◆ Task goal ◆
In the text about the family's 4-Hers, what did Brooke earn champion for?

|4-Hers in our family|
Earlier this month, Kinley went to 4-H camp at Rock Springs for the first time. Her Grandpa Alan - Eric's dad - texted us during her adventure to let us know that his mom - Kinley's Great Grandma Bonnie - was the first member of their family to attend Rock Springs. Kinley's arrival at camp signaled the fourth generation of their family connection to Rock Springs.
Randy, too, has great memories from his 4-H camping days at Rock Springs. It was decidedly more rustic back in his day when he stayed in a canvas-sided tent. At the time I was a 4-Her, Pratt County 4-Hers went to a camp in Ford County. So did my parents, so our 4-H camping experience didn't include Rock Springs.
However, Kinley and Brooke are the fourth generation of 4-Hers on both sides of the family. (Brooke will wait a few years before she has the Rock Springs experience.)
|4-Hers in the Ladd Family|
Last weekend, both sets of grandparents came for the Shawnee County Fair to see the girls' exhibits. It was Kinley's second year in 4-H. (Covid delayed her entry into the program the year before.) It was Brooke's first year as a member of the Auburn 4-H Club.
At the Shawnee County Fair, the 4-Hers serve a Saturday morning pancake breakfast.The pancake and sausage meal was delicious, but even more "appetizing" to me was the continued commitment to helping 4-Hers grow as people. "To make the best better" may be a slogan, but the program truly does teach life skills and leadership that can be used for the rest of their lives.
- Setting goals.
- Learning new skills.
- Learning parliamentary procedure and how to conduct and participate in a business meeting.
- Completing paperwork/project reports.
- Working with others.
- Volunteering in your community.
Brooke earned champion for her clothing buymanship project, the dress she wore for Brent's and Susan's rehearsal dinner.
But maybe even more valuable was overcoming her fears and modeling in the public fashion show, where she got reserve champ for both her casual and dressy outfits.
Next year, Grandma Kim has been recruited to help Kinley with beginning a photography project. We spent some time looking at the 4-H photography exhibits at the fair, initially learning things about the Rule of Thirds, leading lines, framing and other basic principles. (I cleaned out a bunch of my 4-H project leader materials during my Covid de-cluttering. But Grandma already got an order for new Photography Leader manuals, and they arrived this week. Let's hope Kinley doesn't lose interest before the project sign-up next fall!)
No matter where 4-H is happening - a rural county in the middle of Kansas or a bigger urban area like Topeka - it's making a difference in the lives of youth and their families.

◆ Material shown ◆
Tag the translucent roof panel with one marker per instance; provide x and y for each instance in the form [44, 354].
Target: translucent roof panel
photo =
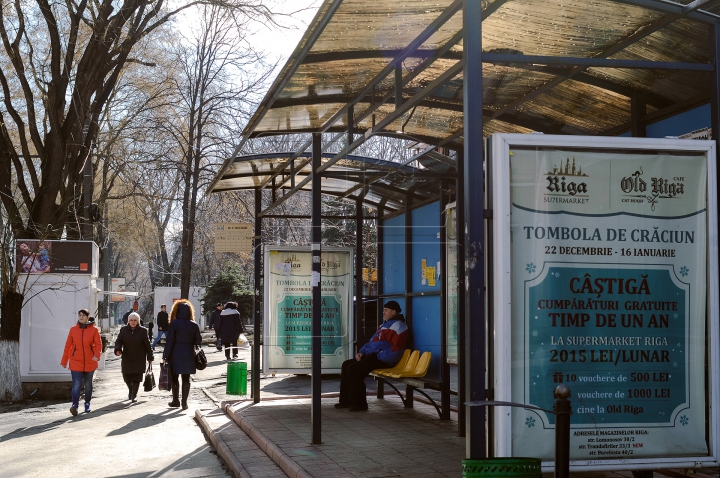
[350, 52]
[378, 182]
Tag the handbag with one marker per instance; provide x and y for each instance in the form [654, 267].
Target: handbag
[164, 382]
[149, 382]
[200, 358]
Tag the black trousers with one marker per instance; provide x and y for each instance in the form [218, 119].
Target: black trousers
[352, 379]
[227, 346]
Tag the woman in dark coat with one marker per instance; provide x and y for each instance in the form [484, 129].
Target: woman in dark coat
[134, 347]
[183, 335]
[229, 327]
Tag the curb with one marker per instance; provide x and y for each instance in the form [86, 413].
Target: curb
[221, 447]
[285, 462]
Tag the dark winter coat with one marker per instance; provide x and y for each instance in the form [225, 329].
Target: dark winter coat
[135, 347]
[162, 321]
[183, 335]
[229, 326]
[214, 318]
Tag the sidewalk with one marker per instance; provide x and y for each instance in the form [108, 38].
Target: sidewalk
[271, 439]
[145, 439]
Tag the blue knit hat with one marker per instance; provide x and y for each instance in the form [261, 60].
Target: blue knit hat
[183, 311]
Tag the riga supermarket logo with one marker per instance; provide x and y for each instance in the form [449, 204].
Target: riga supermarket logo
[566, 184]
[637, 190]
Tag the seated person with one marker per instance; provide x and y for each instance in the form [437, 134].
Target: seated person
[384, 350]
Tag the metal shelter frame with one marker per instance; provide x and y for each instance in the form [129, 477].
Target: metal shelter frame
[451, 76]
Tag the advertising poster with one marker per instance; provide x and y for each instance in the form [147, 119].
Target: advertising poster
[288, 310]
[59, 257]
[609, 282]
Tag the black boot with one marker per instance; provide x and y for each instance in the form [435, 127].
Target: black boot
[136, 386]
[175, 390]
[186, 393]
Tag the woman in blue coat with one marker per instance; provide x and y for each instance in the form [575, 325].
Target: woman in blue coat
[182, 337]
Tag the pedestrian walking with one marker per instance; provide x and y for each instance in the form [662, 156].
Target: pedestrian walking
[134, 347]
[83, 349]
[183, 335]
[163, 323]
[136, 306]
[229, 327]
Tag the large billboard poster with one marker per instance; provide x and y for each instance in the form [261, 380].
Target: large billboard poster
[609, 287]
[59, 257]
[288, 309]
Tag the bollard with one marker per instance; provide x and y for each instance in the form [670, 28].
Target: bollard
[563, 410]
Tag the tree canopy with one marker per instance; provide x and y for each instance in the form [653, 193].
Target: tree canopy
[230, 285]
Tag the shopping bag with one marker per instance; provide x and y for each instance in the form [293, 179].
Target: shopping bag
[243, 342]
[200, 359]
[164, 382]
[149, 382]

...

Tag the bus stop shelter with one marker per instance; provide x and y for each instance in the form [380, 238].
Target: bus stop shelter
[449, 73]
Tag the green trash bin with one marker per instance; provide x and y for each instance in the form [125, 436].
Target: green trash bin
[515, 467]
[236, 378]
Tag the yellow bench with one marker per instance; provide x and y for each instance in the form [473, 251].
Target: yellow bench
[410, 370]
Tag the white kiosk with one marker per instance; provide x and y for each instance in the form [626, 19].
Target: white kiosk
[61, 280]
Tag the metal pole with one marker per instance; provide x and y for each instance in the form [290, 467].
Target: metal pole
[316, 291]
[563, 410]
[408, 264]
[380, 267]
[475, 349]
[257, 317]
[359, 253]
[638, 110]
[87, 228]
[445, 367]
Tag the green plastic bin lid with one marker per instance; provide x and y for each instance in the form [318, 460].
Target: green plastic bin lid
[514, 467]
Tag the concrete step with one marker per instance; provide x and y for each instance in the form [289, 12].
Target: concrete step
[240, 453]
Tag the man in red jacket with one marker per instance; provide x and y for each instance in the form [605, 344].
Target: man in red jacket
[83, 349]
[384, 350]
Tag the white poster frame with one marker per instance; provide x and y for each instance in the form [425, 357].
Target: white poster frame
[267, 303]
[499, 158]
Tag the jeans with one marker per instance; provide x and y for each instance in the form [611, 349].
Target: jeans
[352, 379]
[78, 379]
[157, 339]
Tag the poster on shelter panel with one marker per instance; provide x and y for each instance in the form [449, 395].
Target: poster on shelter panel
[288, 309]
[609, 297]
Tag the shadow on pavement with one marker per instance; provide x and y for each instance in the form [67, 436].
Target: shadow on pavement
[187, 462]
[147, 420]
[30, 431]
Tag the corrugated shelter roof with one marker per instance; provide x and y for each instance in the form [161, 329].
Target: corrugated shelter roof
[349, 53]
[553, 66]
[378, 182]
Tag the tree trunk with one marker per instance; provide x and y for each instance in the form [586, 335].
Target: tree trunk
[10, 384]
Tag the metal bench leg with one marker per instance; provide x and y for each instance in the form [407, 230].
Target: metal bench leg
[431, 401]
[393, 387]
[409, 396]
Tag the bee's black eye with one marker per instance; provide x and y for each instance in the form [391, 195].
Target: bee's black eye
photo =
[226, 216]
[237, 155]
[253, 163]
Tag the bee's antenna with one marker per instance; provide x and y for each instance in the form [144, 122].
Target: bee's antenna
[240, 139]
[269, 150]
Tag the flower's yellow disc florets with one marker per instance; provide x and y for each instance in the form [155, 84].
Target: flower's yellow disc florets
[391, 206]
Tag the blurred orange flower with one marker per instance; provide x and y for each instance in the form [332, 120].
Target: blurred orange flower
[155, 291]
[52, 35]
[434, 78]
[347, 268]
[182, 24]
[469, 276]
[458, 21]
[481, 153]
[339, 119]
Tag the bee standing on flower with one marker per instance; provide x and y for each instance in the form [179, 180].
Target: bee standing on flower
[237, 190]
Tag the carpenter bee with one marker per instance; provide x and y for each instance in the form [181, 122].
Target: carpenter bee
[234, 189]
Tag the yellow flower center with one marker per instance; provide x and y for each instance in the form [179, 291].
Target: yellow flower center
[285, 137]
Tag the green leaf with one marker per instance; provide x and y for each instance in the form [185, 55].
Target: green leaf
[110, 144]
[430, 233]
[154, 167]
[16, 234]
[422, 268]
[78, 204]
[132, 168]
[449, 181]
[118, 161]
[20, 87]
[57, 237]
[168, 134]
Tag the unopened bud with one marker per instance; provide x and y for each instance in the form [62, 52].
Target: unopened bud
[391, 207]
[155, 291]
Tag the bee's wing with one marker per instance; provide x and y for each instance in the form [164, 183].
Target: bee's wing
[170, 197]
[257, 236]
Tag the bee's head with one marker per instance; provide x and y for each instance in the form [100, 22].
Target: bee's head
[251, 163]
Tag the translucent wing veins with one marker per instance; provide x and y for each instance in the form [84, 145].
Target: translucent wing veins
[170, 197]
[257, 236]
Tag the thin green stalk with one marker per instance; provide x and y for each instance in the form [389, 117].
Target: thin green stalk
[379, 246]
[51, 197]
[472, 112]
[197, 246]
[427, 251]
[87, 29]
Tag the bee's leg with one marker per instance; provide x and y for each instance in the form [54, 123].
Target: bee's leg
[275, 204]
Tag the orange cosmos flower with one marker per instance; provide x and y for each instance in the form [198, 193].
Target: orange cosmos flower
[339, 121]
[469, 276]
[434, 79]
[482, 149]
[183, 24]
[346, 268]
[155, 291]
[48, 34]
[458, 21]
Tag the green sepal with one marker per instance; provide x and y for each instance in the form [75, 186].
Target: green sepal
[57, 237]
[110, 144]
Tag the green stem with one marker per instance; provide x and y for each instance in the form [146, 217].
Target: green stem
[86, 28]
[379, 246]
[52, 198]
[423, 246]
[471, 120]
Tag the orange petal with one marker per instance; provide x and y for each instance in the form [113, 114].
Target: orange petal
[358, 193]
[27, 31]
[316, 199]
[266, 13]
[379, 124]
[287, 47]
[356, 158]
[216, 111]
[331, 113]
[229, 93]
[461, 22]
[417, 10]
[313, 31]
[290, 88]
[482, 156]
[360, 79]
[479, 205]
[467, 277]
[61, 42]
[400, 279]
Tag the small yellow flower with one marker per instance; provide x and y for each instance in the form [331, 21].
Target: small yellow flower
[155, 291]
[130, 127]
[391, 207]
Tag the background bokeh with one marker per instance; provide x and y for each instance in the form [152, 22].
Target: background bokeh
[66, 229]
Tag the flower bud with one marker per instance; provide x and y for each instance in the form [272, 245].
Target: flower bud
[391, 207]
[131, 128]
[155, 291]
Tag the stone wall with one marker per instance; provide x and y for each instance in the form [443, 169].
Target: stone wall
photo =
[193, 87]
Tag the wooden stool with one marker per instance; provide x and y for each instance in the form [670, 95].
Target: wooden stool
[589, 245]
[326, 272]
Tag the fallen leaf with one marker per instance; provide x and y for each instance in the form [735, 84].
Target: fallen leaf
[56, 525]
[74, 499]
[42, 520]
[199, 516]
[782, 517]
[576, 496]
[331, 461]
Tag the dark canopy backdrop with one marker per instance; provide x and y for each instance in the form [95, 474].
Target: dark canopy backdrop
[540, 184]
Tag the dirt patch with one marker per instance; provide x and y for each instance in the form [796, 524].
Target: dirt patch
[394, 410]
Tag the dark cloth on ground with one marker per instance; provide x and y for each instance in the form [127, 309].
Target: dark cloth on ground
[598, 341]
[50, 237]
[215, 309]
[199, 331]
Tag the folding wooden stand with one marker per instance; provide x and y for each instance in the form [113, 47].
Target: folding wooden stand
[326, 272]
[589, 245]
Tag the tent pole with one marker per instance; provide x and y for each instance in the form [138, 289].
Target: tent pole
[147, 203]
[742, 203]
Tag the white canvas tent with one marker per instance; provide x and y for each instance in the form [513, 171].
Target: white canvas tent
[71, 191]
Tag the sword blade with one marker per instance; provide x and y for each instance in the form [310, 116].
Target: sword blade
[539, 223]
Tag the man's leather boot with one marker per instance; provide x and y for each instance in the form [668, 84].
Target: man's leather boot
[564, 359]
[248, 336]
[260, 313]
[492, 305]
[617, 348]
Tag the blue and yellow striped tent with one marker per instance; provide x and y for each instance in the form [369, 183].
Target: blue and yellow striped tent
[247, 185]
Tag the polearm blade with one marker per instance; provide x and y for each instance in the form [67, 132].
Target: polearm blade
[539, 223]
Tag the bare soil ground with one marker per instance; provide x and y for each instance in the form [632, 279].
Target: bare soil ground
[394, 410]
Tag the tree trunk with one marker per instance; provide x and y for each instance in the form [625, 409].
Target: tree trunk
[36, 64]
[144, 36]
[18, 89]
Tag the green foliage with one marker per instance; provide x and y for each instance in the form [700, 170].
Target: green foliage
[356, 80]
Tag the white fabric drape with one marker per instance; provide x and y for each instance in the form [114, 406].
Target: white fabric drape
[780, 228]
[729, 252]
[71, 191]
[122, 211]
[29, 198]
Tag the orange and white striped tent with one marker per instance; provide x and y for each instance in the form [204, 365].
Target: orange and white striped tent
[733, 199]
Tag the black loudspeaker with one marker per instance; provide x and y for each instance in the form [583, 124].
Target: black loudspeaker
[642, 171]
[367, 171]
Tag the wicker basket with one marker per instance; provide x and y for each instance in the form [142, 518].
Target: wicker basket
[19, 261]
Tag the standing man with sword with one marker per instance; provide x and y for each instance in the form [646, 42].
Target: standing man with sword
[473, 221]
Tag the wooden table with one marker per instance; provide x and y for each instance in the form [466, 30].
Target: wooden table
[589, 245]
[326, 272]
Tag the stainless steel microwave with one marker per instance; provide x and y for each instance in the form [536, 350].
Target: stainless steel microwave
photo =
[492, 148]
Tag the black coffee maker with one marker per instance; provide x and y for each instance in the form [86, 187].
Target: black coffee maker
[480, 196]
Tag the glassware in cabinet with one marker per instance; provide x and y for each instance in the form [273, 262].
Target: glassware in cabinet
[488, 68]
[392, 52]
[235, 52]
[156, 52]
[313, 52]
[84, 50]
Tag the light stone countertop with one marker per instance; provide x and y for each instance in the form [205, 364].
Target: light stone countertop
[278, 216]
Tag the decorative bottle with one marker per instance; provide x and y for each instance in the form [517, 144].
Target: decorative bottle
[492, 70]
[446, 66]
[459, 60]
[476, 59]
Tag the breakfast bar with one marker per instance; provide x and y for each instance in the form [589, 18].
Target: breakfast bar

◆ Expected answer ◆
Her clothing buymanship project, the dress she wore for Brent's and Susan's rehearsal dinner.